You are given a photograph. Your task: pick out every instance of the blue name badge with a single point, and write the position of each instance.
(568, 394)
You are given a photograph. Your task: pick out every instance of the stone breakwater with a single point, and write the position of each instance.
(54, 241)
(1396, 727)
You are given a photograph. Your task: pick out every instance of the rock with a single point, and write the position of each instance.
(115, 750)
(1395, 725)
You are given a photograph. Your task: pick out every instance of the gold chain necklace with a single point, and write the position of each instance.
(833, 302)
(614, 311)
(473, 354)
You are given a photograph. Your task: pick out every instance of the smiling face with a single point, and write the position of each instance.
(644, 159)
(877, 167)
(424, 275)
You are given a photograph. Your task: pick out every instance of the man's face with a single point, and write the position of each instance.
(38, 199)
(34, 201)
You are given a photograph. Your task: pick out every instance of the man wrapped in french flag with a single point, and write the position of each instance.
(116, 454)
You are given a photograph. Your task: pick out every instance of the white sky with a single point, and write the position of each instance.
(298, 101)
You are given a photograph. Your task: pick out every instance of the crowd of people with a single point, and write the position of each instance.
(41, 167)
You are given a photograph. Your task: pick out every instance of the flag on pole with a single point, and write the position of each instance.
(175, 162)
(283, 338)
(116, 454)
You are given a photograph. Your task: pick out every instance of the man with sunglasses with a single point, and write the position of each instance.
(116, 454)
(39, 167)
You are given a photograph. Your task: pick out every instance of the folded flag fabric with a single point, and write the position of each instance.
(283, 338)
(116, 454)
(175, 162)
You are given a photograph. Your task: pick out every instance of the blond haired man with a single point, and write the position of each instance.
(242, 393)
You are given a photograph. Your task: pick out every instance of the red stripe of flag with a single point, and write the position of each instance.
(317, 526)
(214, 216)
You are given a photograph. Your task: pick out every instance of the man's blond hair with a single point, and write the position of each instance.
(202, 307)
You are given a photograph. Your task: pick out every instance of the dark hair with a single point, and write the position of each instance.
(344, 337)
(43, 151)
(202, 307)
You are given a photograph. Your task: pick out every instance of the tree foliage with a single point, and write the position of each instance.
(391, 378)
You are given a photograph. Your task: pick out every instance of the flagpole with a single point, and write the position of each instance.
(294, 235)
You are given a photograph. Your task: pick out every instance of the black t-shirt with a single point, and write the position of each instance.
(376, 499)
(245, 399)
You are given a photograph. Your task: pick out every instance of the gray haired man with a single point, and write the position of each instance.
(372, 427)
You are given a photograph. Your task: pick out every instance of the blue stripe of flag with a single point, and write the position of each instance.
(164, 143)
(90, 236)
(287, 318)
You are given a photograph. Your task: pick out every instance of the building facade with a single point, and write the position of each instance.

#####

» DIRECTIONS FOR THIS TASK: Rewrite the records above as a JSON list of strings, with each line as its own string and blank lines left out.

» RESULT FOR THIS TASK:
[
  "You are given a photograph. Your task: pick out every instance of the blue name badge with a single point, and write the position of each instance.",
  "(568, 394)",
  "You are given a photograph. Your task: pick out every instance of the stone breakwater with a single point, and write the position of each instance.",
  "(54, 241)",
  "(1396, 727)",
  "You are given a photograph. Your task: pick out every instance of the rock with a single point, and write the position of each instance.",
  "(115, 750)",
  "(1395, 725)",
  "You are given a photograph. Your task: pick out every instance of the gold chain necklace with a single point, and write the position of each instance.",
  "(833, 302)",
  "(614, 311)",
  "(473, 354)",
  "You are given a photograph. Your task: pick out every instance of the smiling face with a single point, and write the position of each instance.",
  "(644, 159)",
  "(877, 167)",
  "(424, 275)",
  "You are given a photograph. Your task: pick out every instance of the man's face with a single point, and write the position of each instance.",
  "(38, 199)",
  "(34, 201)",
  "You are given a photograph. Your task: pick out every instance of the man wrapped in french flag with a single point, and write the position of each instance.",
  "(116, 454)",
  "You are given a photograph. Your task: pick out every instance of the white sky with a single point, and write the position of each instance.",
  "(298, 101)",
  "You are given a photograph. Your task: pick out every instance of the crowd of people with a single point, and write the position of each instance.",
  "(41, 167)",
  "You are given a photograph. Your task: pick out every instance of the flag on pole with a single point, and write the position of each instance.",
  "(175, 162)",
  "(283, 338)",
  "(116, 454)",
  "You are given a photograph. Your task: pick out every instance of the man with sunglasses with a single point, and write the position of each instance.",
  "(116, 454)",
  "(39, 167)",
  "You are given a photograph. Your task: pick out every instance of the folded flag fabric with a single point, and write the position of each instance.",
  "(283, 338)",
  "(116, 454)",
  "(175, 162)",
  "You are given a photograph. Your task: pick out every instance of the blond haired man with a single point, and write the position of each instance.",
  "(242, 393)",
  "You are given a photograph. Your task: pick out every instance of the red stripe of flag with a single point, and write the position of each instance.",
  "(317, 526)",
  "(214, 216)",
  "You are given a photograph. Your task: pick out every instance of the man's blond hair with a single point, and write the position of each instance.",
  "(202, 307)",
  "You are given a photograph. Your task: pick out every instance of the dark hair with a single point, and write the position of each instance.",
  "(344, 337)",
  "(43, 151)",
  "(202, 307)",
  "You are given a photograph. Your task: pick out every instance of the tree foliage with a single point, and write the position of each instance.",
  "(391, 378)",
  "You are given a photograph. Your task: pick out every instance of the flagpole with a single point, and write the position of each instance.",
  "(294, 235)",
  "You are given a photograph. Your task: pick out every instance of the black t-shirt with a single point, and write the position of each instance.",
  "(376, 499)",
  "(245, 399)",
  "You are given a photograph. Your task: pick out every instance of the gray haired man with a single point, and write the position of each instance.",
  "(372, 427)",
  "You are given a photograph. Your task: pick out every instance of the blue stripe of flag with a single point, and write the position of each instance.",
  "(164, 143)",
  "(90, 236)",
  "(287, 318)",
  "You are given a photograph. Your task: pick out every instance of the building facade with a single point, and write the position of each instance."
]